**PAGE EXCERPT:**

Segment Open

Kate Middleton uses gold charms and initials to signal family ties in Italy
A pearl necklace with gold Asprey charms and a €10 bracelet turned Kate’s Reggio Emilia visit into a study in family symbolism and royal continuity.

A pearl necklace hung with three gold Asprey charms did more than finish Catherine, Princess of Wales’s look in Reggio Emilia. It carried the acorn and oak motifs of the Middleton coat of arms into a public setting where family, continuity and duty were all on display.
The necklace featured an acorn, an oak leaf and a mushroom from Asprey London’s Woodland collection, with the charms hand-cast in 18k yellow gold. JCK linked the acorn and oak to the Middleton family coat of arms, a heraldic distinction conferred on Michael Middleton before his daughter’s 2011 marriage to Prince William. It was not the first time Catherine had used those symbols as personal shorthand: she wore the same Asprey charms on a 2014 royal tour of Australia, and she has long favored jewelry that carries family meaning rather than obvious display.

Segment Closed

Stored data entries
Segment Open

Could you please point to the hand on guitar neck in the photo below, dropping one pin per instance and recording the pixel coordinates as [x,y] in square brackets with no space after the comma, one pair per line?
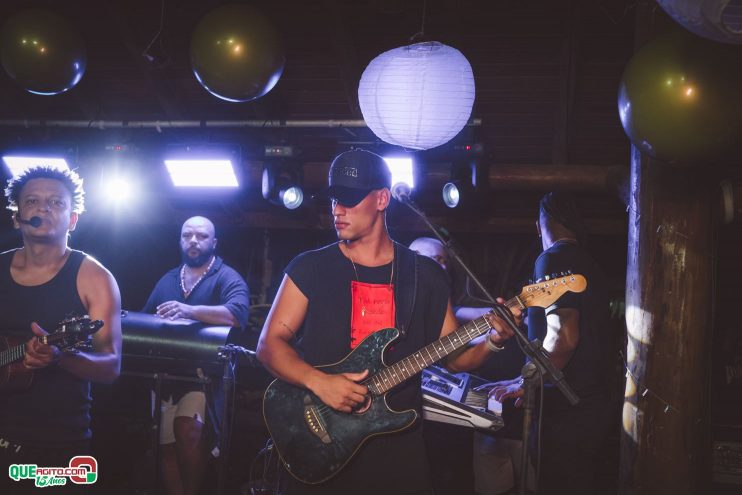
[18,359]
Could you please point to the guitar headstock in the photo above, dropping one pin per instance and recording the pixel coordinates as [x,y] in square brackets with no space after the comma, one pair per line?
[547,291]
[73,332]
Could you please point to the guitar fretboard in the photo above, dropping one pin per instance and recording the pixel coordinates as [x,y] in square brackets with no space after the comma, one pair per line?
[389,377]
[11,355]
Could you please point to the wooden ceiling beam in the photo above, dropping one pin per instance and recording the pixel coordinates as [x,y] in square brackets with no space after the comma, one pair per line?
[345,52]
[163,90]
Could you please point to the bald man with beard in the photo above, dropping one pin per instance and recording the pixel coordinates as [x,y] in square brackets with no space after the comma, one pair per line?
[205,289]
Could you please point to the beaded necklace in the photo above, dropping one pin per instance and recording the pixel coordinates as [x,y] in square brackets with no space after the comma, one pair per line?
[391,278]
[187,292]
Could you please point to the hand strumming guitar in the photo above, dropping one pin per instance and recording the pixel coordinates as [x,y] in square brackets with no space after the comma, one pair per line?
[39,355]
[341,391]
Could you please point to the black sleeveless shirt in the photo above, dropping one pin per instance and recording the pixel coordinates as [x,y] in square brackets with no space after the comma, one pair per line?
[55,410]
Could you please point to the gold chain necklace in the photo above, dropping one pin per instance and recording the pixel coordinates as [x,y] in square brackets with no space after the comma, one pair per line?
[352,262]
[186,292]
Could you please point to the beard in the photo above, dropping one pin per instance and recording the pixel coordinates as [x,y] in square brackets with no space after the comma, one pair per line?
[200,260]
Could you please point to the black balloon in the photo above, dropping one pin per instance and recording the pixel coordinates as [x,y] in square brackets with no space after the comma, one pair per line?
[42,52]
[679,98]
[236,54]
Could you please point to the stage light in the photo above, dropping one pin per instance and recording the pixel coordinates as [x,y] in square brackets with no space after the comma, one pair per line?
[451,195]
[202,173]
[17,164]
[280,186]
[292,197]
[401,168]
[461,186]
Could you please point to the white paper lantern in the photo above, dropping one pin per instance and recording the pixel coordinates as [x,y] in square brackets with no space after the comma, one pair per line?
[713,19]
[418,96]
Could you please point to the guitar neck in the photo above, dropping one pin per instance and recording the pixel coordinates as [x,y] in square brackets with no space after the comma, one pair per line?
[18,352]
[413,364]
[12,355]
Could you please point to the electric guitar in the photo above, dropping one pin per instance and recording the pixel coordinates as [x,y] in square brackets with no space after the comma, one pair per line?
[315,441]
[70,334]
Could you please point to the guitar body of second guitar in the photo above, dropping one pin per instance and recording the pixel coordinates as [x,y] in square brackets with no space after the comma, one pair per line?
[331,436]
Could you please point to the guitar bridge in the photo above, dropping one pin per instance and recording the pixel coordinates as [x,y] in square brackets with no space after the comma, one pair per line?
[314,421]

Segment Closed

**TASK SET:**
a - Return the passage of the article on Kate's Asprey charms that begins at the words "A pearl necklace hung" and stops after the words "than obvious display.", copied word for word.
b - Supply the next part of the article on Kate's Asprey charms in Reggio Emilia, picking up after its final sentence.

**ANSWERS FOR THE TASKS:**
a -
A pearl necklace hung with three gold Asprey charms did more than finish Catherine, Princess of Wales’s look in Reggio Emilia. It carried the acorn and oak motifs of the Middleton coat of arms into a public setting where family, continuity and duty were all on display.
The necklace featured an acorn, an oak leaf and a mushroom from Asprey London’s Woodland collection, with the charms hand-cast in 18k yellow gold. JCK linked the acorn and oak to the Middleton family coat of arms, a heraldic distinction conferred on Michael Middleton before his daughter’s 2011 marriage to Prince William. It was not the first time Catherine had used those symbols as personal shorthand: she wore the same Asprey charms on a 2014 royal tour of Australia, and she has long favored jewelry that carries family meaning rather than obvious display.

b -
That instinct sharpened on the second day of the trip, when Catherine wore a cotton bracelet from Italian brand Atelier Molayem with three small gold beads engraved with the initials of Prince George, Princess Charlotte and Prince Louis. The bracelet cost €10 and sat on the same wrist as her Cartier Ballon Bleu watch, a quiet combination that read less like souvenir dressing than deliberate message-making. In one piece she referenced her husband’s household; in the other, her children.
The symbolism mattered because this was Catherine’s first solo international trip since her 2024 cancer diagnosis, and palace staff saw it as a meaningful pivot point in her return to public life. The setting gave the jewelry added weight. The Princess of Wales visited Reggio Emilia on Wednesday, May 13, and Thursday, May 14, as part of The Royal Foundation Centre for Early Childhood’s international work, a high-level fact-finding mission focused on leading approaches to supporting young children and caregivers. The visit built on the Centre’s Shaping Us Framework, launched in February 2025, and on work it has pursued since 2021.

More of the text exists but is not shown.